* SELECTED EXTRACT
+ + + + + + +

No more private life

You may think you have a clue about the privacy issues of the information revolution, but what if the very concept of privacy gets transformed?

Our concept of privacy relies on the fact that it's hard to discover information about other people. Today, you've all got private lives that are not open to me. Even those of you with blogs, or even lifelogs. But we're already seeing some interesting tendencies in the area of attitudes to privacy on the internet among young people, under about 25; if they've grown up with the internet they have no expectation of being able to conceal information about themselves. They seem to work on the assumption that anything that is known about them will turn up on the net sooner or later, at which point it is trivially searchable.

That's an excerpt from the transcript of a speech by science fiction writer Charles Stross. It's a long read, but a fascinating look at the near future. Stross says we're all going to end up on Wikipedia -- and that means far, far more than you think it does.

Posted in: Current Affairs


Wed, 05/16/2007 - 7:27am

andy Warhol once said something like "We'll all be famous for 15 minutes"?

So I guess we'll all end up as tabloid fodder, like Charlie Sheen, or Lindsay Lohan
(paris hilton's going to be checking into the GRAYBAR Hilton soon. Britney's lost her mind; Anna Nicole's dead- help! we're running out of "IT" girls!)

but fortunately, fort Wayne, there will always be ROACH!

say what you will( i cant do anything about it). just spell my name right?

+ + + + + + +

* PROBLEMS AND TASKS
1. Reproduce the part of the privacy post from "So I guess we'll" up to and including "my name right?".
2. Name every person mentioned in the privacy post's sentence beginning "So I guess we'll all end up as tabloid fodder" and in the parenthetical remark right after it.
The lines that come next are drawn from a separate source.

+ + + + + + +

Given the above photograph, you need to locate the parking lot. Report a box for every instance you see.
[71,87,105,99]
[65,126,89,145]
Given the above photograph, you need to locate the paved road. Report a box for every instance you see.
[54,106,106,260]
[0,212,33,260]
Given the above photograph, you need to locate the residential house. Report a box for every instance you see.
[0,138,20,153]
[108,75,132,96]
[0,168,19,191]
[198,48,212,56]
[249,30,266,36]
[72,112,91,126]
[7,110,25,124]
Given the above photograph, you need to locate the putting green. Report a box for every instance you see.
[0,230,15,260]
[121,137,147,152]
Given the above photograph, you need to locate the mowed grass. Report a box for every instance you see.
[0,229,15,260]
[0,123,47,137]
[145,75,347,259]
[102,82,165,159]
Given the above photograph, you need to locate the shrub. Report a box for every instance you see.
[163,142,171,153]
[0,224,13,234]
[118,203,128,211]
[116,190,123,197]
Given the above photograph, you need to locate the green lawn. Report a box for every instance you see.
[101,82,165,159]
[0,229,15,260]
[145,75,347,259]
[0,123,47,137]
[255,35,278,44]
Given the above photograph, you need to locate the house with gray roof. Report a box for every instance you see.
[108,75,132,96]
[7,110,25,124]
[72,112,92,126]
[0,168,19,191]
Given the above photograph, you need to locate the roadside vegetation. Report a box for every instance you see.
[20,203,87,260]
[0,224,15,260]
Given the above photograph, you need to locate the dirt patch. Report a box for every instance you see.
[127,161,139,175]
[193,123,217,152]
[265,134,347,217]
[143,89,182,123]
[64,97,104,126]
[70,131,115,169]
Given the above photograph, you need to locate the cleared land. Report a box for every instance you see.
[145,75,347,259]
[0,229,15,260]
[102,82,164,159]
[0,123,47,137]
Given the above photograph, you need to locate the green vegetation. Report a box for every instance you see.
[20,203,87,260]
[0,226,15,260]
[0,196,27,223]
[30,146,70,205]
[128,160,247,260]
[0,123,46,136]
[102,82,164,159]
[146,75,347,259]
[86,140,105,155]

+ + + + + + +

* ANSWERS TO THE TASKS
1.
So I guess we'll all end up as tabloid fodder, like Charlie Sheen, or Lindsay Lohan
(paris hilton's going to be checking into the GRAYBAR Hilton soon. Britney's lost her mind; Anna Nicole's dead- help! we're running out of "IT" girls!)

but fortunately, fort Wayne, there will always be ROACH!

say what you will( i cant do anything about it). just spell my name right?

2. Charlie Sheen, Lindsay Lohan, Paris Hilton, Britney, Anna Nicole